- [The problem]:
Each entry below is to be printed verbatim.

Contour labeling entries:
══════════

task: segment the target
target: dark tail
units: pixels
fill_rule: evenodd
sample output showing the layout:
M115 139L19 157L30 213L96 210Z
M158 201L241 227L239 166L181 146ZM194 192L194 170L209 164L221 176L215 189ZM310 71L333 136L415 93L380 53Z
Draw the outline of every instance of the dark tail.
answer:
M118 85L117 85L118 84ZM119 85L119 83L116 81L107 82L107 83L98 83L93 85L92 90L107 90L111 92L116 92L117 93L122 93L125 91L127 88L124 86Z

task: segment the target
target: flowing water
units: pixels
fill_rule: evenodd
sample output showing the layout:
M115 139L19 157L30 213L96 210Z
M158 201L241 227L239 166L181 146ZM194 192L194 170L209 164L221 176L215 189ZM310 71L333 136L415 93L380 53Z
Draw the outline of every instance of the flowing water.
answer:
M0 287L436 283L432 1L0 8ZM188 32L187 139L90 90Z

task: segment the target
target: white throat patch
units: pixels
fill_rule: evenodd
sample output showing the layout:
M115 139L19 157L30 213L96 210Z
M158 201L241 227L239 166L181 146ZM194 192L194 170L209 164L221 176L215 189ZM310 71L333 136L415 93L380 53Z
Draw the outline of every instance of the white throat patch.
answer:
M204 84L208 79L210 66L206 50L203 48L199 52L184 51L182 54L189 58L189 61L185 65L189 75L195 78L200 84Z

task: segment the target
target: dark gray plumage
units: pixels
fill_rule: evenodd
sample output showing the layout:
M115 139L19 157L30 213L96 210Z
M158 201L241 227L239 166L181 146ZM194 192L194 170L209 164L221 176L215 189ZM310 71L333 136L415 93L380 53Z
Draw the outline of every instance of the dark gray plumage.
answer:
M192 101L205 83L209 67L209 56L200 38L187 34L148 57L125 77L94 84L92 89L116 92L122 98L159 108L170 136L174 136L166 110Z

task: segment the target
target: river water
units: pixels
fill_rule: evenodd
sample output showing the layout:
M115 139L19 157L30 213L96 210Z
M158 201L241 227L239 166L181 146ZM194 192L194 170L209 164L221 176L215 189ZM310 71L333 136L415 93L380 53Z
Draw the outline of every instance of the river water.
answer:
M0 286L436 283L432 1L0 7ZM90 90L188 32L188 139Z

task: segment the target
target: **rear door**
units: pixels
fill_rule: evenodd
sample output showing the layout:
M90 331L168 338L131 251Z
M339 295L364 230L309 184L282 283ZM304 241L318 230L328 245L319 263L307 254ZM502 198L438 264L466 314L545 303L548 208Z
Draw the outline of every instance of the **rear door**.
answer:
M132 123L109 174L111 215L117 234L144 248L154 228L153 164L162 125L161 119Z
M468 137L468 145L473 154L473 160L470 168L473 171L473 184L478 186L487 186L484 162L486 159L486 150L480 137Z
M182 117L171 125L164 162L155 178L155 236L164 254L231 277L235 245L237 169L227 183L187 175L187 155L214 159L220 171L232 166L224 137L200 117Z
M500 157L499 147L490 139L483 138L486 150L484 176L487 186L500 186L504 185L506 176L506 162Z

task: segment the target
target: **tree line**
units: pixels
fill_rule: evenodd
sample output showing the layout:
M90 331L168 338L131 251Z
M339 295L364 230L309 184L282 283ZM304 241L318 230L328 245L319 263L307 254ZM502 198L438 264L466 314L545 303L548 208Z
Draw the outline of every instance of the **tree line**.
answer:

══════════

- [Exercise solution]:
task: segment the target
target: dark tail
units: pixels
fill_rule: evenodd
sample output showing the layout:
M115 139L19 157L30 213L96 210Z
M158 201L241 227L239 166L181 146ZM194 192L194 170L209 164L221 176L215 189ZM310 71L333 136L415 93L380 53Z
Draw the outline of every instance of the dark tail.
answer:
M118 85L117 85L118 84ZM119 85L119 83L116 81L107 82L107 83L98 83L93 85L92 90L107 90L111 92L116 92L117 93L122 93L125 91L127 88L124 86Z

task: segment the target
target: flowing water
units: pixels
fill_rule: evenodd
sample output showing the layout:
M115 139L19 157L30 213L96 210Z
M158 201L241 227L239 166L181 146ZM194 192L194 170L209 164L221 176L215 189ZM310 71L333 136L415 93L380 53Z
Draw the outline of every instance of the flowing water.
answer:
M0 287L436 283L432 1L0 8ZM188 32L187 139L90 90Z

task: segment the target
target: white throat patch
units: pixels
fill_rule: evenodd
sample output showing the layout:
M115 139L19 157L30 213L96 210Z
M158 201L241 227L239 166L181 146ZM194 192L194 170L209 164L221 176L215 189ZM310 71L333 136L415 93L380 53Z
Draw the outline of every instance of the white throat patch.
answer:
M204 84L208 79L210 66L206 50L203 48L199 52L184 51L182 54L189 58L189 61L185 65L189 75L195 78L200 84Z

task: segment the target
target: dark gray plumage
units: pixels
fill_rule: evenodd
sample output showing the layout:
M115 139L19 157L30 213L96 210Z
M158 201L241 227L239 166L181 146ZM194 192L194 170L209 164L221 176L215 189ZM310 71L333 136L415 93L380 53Z
Draw the outline of every instance of the dark gray plumage.
answer:
M192 101L205 83L209 67L209 56L200 38L187 34L148 57L125 77L94 84L92 89L116 92L122 98L159 108L170 136L174 136L166 110Z

task: segment the target
target: river water
units: pixels
fill_rule: evenodd
sample output showing the layout:
M115 139L19 157L30 213L96 210Z
M158 201L241 227L239 166L181 146ZM194 192L194 170L209 164L221 176L215 189ZM310 71L333 136L415 93L380 53Z
Draw the outline of every instance of the river water.
answer:
M0 286L436 283L432 1L0 7ZM90 90L188 32L188 139Z

task: segment the target
target: **rear door**
units: pixels
fill_rule: evenodd
sample output showing the layout:
M90 331L168 338L131 251Z
M339 295L364 230L309 184L282 283ZM304 241L318 230L328 245L319 263L307 254ZM502 198L438 264L466 314L545 303L548 208Z
Draw the outline of every instance of the **rear door**.
answer:
M132 123L109 174L111 215L117 234L144 248L154 228L153 164L162 125L161 119Z
M468 137L468 145L473 154L473 160L470 168L473 171L473 184L478 186L487 186L484 162L486 159L486 150L480 137Z
M182 117L171 125L164 162L155 178L155 236L164 254L231 277L235 245L237 169L227 183L187 175L187 155L214 159L220 171L232 166L224 137L200 117Z
M500 157L499 147L490 139L483 138L486 150L484 176L487 186L500 186L504 185L506 176L506 162Z

task: segment the target
target: **tree line**
units: pixels
fill_rule: evenodd
sample output showing the layout:
M90 331L168 338L131 251Z
M339 295L364 230L309 184L282 283ZM304 241L318 230L328 245L319 263L307 254ZM502 198L438 264L466 314L545 303L548 208Z
Draw the outline of every instance of the **tree line**.
answer:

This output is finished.